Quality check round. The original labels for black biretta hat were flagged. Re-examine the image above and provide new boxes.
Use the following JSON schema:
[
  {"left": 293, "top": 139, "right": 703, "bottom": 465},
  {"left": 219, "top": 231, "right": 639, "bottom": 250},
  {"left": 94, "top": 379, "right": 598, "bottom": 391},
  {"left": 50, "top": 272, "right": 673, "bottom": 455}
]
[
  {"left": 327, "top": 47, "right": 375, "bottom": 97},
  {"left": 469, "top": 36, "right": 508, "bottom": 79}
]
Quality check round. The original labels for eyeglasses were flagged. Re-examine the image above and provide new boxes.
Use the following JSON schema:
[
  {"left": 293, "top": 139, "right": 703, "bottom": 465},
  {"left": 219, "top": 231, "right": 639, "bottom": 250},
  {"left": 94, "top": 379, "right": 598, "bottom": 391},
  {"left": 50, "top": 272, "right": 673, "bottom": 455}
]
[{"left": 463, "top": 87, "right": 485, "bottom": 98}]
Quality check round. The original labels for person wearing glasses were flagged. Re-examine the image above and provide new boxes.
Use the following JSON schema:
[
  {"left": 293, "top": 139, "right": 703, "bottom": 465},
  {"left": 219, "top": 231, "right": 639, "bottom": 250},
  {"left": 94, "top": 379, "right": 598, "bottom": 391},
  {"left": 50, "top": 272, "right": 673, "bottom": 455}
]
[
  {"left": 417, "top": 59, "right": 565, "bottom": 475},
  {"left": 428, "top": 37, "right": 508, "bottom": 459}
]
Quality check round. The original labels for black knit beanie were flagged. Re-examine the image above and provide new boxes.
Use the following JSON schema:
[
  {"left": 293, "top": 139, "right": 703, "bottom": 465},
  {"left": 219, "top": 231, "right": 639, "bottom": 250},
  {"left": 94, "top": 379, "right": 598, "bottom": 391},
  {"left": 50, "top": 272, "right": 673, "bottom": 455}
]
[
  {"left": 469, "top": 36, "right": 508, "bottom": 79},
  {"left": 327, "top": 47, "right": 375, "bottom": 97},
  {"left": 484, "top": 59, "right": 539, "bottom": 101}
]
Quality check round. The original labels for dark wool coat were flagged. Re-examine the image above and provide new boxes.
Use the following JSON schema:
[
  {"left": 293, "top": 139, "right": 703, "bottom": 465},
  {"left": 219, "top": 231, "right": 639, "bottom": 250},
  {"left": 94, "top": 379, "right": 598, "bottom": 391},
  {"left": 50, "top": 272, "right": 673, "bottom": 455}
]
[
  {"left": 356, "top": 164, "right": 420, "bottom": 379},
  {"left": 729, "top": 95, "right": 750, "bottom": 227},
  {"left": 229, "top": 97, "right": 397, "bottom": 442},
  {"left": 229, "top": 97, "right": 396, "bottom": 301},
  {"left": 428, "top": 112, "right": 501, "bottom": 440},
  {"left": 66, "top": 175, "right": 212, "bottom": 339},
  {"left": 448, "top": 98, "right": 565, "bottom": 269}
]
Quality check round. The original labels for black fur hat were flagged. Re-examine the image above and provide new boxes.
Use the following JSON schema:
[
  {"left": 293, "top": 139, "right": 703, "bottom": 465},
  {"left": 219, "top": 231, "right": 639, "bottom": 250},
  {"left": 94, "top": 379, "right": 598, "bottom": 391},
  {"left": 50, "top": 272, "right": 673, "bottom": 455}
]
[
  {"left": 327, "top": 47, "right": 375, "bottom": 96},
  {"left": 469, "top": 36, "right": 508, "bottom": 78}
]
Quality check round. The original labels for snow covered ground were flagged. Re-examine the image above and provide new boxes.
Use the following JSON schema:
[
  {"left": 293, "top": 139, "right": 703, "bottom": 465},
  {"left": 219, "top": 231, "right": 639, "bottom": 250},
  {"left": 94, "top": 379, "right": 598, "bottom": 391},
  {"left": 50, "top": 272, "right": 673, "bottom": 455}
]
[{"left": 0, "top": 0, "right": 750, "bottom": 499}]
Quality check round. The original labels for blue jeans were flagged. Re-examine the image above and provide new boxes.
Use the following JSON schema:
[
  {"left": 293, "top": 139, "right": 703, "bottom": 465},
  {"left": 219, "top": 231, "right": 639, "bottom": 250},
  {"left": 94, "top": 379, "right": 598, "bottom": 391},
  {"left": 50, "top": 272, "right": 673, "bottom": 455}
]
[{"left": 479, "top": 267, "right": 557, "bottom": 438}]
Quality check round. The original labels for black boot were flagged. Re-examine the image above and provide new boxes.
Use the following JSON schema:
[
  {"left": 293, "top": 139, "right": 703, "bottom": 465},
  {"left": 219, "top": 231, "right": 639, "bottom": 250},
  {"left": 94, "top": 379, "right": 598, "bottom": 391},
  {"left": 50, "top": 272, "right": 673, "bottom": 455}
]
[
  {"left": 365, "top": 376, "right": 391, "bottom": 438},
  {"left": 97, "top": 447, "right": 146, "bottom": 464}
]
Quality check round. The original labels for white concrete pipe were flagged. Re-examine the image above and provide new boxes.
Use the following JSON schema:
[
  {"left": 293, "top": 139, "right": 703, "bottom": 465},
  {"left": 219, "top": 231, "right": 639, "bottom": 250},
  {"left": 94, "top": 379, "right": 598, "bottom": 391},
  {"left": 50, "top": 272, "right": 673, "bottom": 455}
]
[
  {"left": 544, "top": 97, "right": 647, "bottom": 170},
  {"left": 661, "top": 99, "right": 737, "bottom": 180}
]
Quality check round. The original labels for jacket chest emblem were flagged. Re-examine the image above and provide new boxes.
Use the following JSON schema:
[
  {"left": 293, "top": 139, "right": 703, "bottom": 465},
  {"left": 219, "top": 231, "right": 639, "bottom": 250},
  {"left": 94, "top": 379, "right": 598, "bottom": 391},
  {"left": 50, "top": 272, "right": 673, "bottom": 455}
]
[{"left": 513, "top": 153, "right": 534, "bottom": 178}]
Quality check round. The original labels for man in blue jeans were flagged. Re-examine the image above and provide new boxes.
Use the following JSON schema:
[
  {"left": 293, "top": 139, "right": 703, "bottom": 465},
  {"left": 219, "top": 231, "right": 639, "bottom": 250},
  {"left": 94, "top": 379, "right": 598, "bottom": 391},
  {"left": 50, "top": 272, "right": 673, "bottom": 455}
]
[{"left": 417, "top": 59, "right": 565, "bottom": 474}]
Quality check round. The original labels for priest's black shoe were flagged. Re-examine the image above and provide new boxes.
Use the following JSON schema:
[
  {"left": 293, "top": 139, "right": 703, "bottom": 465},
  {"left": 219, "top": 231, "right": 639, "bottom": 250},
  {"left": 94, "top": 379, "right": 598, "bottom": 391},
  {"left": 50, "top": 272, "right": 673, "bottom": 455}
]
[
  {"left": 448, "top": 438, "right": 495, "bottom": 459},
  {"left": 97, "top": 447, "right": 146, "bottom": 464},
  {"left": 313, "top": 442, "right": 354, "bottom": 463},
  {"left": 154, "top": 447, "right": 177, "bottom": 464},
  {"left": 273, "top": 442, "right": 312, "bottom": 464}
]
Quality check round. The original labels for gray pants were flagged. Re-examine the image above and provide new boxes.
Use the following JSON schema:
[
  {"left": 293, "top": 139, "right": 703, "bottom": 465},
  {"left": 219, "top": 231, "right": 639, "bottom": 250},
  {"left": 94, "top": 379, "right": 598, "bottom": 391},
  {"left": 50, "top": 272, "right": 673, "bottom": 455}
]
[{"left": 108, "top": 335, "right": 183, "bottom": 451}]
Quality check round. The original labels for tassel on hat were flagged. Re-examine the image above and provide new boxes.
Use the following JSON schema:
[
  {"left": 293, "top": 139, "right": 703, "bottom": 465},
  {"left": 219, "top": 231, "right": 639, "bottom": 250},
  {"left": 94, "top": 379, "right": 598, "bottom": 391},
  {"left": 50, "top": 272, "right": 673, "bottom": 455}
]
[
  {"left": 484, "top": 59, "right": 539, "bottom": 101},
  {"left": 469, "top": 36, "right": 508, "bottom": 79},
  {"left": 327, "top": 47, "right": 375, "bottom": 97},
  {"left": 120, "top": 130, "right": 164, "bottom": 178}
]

WHAT THE TASK REQUIRES - Count the lines in the records above that contain the string "blue". Reply with the number only.

OUTPUT OF THE TASK - 2